■ Material shown ■
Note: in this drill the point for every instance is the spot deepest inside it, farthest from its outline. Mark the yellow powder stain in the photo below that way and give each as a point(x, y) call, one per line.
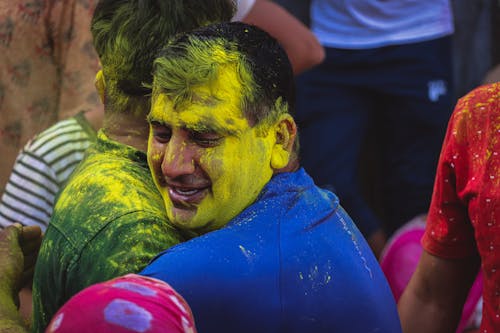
point(239, 167)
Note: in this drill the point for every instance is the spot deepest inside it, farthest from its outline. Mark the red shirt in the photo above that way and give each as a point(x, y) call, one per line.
point(464, 217)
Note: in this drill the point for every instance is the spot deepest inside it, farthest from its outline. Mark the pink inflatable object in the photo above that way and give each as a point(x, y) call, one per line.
point(400, 258)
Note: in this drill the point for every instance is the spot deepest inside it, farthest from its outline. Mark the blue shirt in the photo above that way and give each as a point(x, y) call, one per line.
point(291, 262)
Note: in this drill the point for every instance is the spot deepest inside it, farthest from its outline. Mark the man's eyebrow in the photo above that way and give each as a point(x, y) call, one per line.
point(210, 126)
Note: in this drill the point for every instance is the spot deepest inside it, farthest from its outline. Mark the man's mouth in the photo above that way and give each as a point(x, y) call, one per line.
point(182, 196)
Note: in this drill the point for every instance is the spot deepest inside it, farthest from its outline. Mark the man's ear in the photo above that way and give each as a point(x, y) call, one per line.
point(285, 131)
point(100, 85)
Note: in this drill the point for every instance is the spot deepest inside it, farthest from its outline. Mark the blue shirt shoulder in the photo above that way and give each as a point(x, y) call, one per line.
point(291, 262)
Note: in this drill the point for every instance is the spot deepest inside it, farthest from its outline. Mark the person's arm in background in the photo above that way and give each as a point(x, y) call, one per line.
point(18, 251)
point(302, 47)
point(436, 293)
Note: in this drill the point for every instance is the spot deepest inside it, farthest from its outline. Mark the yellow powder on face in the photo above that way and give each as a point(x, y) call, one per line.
point(238, 167)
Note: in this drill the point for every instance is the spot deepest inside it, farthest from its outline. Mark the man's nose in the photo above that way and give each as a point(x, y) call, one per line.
point(178, 159)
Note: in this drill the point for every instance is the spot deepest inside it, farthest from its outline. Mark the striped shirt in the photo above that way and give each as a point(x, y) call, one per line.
point(41, 168)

■ What you will do ■
Copy all of the rows above word for word, leaving the pictures out of your copy.

■ Expected output ■
Note: in this drill the point for every instance is the spot deepest inside it, farthest from its outline. Mark the yellow powder stain in the photo below that way and give each as a point(x, y) call, one per line.
point(239, 167)
Note: in this drill the point for every instance is the spot deepest inside it, farthest from its outline. Mark the red shirt in the photo above that way and give each as a point(x, y) call, one per line.
point(464, 217)
Note: in this drill the point for every instance is the spot deepest inside it, farthest from its outline. Mark the pink inflatable object in the photo above that way and give each as a point(x, y) call, one per line.
point(400, 258)
Note: in this drill the point for every instance is the spot deepest inside it, farthest from its outline. Mark the blue shirt in the photo above that way and give each as a point(x, y) call, one per line.
point(291, 262)
Note: in this drill the point for every instance is the spot deepest inside it, farthest from its outline. Mark the man's eyebrow in the photo above that way and give each as a point(x, y) call, one per line.
point(210, 126)
Note: in this drill the point for every instance is the spot deepest inside it, farthest from its outline. Mark the man's mouth in the photo above that way and give each as a point(x, y) call, one per line.
point(182, 196)
Note: in this drill the point for every instance is the spot deepest inside it, farthest from its outline. Mark the man's ear in the photo above that way and give each as a point(x, y) call, one per line.
point(285, 131)
point(100, 85)
Note: in this drill the point for every instance is the spot deepest inside it, farthest from its outline. Mark the blue shirt shoulder in the photo above that way and give each as a point(x, y) call, one per line.
point(291, 262)
Note: in this drill the point for every instance is the spot deepest inside it, farthest from its outline. Mark the person's arm in background in the photo above that way and give each as a point(x, y) call, one per line.
point(18, 251)
point(302, 47)
point(436, 293)
Note: in this drill the point for every instance is the spot deepest inside it, farthest from its outline. Mark the yellow powder on face in the photo above that way and give each as a point(x, y) call, one per line.
point(238, 167)
Note: in this drill the point for every instance is the spot deepest inside it, farthest from its outline. Mark the man's nose in the photo above that way and give each as a point(x, y) call, one per line.
point(178, 159)
Note: in this drill the point for every instance is the spot deepest inside it, farthest from its outline. Mark the striped shirt in the photo above that way and give each as a point(x, y) call, one per line.
point(41, 168)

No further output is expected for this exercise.